§ Tarefa proposta a
No artigo sobre os depósitos recursais na Justiça do Trabalho, por que os defensores da constitucionalidade desses depósitos entendem que eles não ferem o direito de ação?

§ Texto fornecido
_ _ _

Romeo Piazera Júnior[1]

 

1 INTRODUÇÃO

O presente artigo aborda a questão da eventual inconstitucionalidade dos depósitos recursais, que são exigidos pela Justiça do Trabalho para fins de preenchimento de um dos pressupostos extrínsecos de admissibilidade recursal.

Se de um lado é possível apontar que em defesa da tese dos que admitem a constitucionalidade destes depósitos recursais, verifica-se tanto a questão de política judiciária, que vê na exigência do depósito prévio um elemento filtrador para a análise das demandas, assim como uma forma, também de garantir a execução das decisões proferidas, de outro lado, também nos é possível conhecer os fundamentos dos que apontam as possíveis inconstitucionalidades dos depósitos recursais, na medida em que estariam a ferir de morte princípios constitucionais que servem de orientação maior a toda a teia legislativa que lhe deve submissão.

Assim, com o presente artigo, humildemente objetiva-se demonstrar com qual fileira (ou a dos que admitem ou a dos que rechaçam a exigência dos depósitos recursais pela Justiça do Trabalho), milita o melhor direito e, assim, seria distribuída a necessária Justiça, esta vista como fim supremo pretendido e razão da própria existência do Direito.

 

2 OS DEPÓSITOS RECURSAIS NO ÂMBITO DA JUSTIÇA DO TRABALHO

Como é pertinente considerar, com fundamento no artigo 899 e seus parágrafos, assim como por intermédio das Leis n°s 8.177/91, 8.542/92 e mais recentemente a Lei n° 12.275/10, a Justiça do Trabalho condiciona o conhecimento dos recursos que lhe são endereçados, à verificação do cumprimento por parte do(a) recorrente, no que diz respeito à comprovação do depósito prévio do valor da condenação que lhe foi imposta pela sentença atacada por meio do expediente recursal, observados os limites de valores, considerados estes como ´tetos máximos´ que são fixados pela legislação específica que trata da matéria.

Trata-se, pois, como sabemos, da verificação feita pelos Tribunais Trabalhistas, quanto ao preenchimento de apenas um dos pressupostos extrínsecos que servem de condição de admissibilidade do recurso interposto. Os demais pressupostos extrínsecos normalmente são apontados como a [1] tempestividade; e [2] regularidade da representação processual.

Como mencionado alhures no preâmbulo deste artigo, entre os que defendem a constitucionalidade dos depósitos recursais exigidos pela Justiça do Trabalho, é possível destacar algumas das razões que lhes servem de suporte para assim considerar, senão vejamos:

Entendem, os que assim pensam (com a admissão de inabalável constitucionalidade dos depósitos recursais), que o depósito recursal não fere o direito de ação, uma vez que o recorrente pode ingressar em juízo sem ter que fazer qualquer depósito para propor a ação, não se excluindo da apreciação do Poder Judiciário, lesão ou ameaça a direito (art. 5°, XXXV, da Lei Maior).

De outra banda, há também o argumento feito no sentido de que o depósito recursal trabalhista estaria privilegiando os princípios do contraditório e da ampla defesa, uma vez que por exemplo, o art. 40 da Lei n8.177/91, não impede o empregador de recorrer, servindo apenas de elemento garantidor da execução, constituindo-se, assim, um dos pressupostos objetivos do direito de apelar.

_ _ _

§ Registros apresentados
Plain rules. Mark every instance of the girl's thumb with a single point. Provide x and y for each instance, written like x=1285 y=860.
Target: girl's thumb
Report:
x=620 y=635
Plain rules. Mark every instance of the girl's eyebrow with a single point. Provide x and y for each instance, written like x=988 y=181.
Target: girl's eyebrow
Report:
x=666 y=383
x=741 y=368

_ _ _

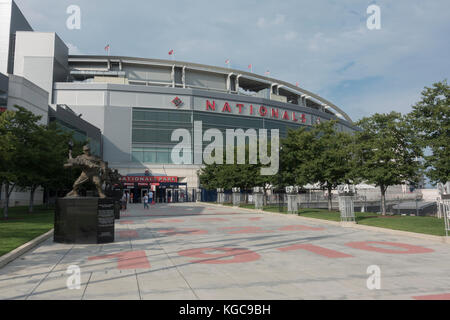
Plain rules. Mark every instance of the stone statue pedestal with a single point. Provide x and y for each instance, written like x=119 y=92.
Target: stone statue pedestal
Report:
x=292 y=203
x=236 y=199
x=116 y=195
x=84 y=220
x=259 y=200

_ _ _

§ Tarefa proposta b
Reescreva os registros entre a linha que contém "Plain rules. Mark every instance of the girl's eyebrow" e a linha que contém "x=741 y=368", inclusive, substituindo "girl's eyebrow" por "child's eyebrow" e mantendo todo o resto inalterado.

§ Resposta redigida a
Os defensores da constitucionalidade entendem que o depósito recursal não fere o direito de ação porque o recorrente pode ingressar em juízo sem ter de fazer qualquer depósito para propor a ação. Assim, não se exclui da apreciação do Poder Judiciário lesão ou ameaça a direito, conforme o art. 5°, XXXV, da Lei Maior.

§ Resposta redigida b
Plain rules. Mark every instance of the child's eyebrow with a single point. Provide x and y for each instance, written like x=988 y=181.
Target: child's eyebrow
Report:
x=666 y=383
x=741 y=368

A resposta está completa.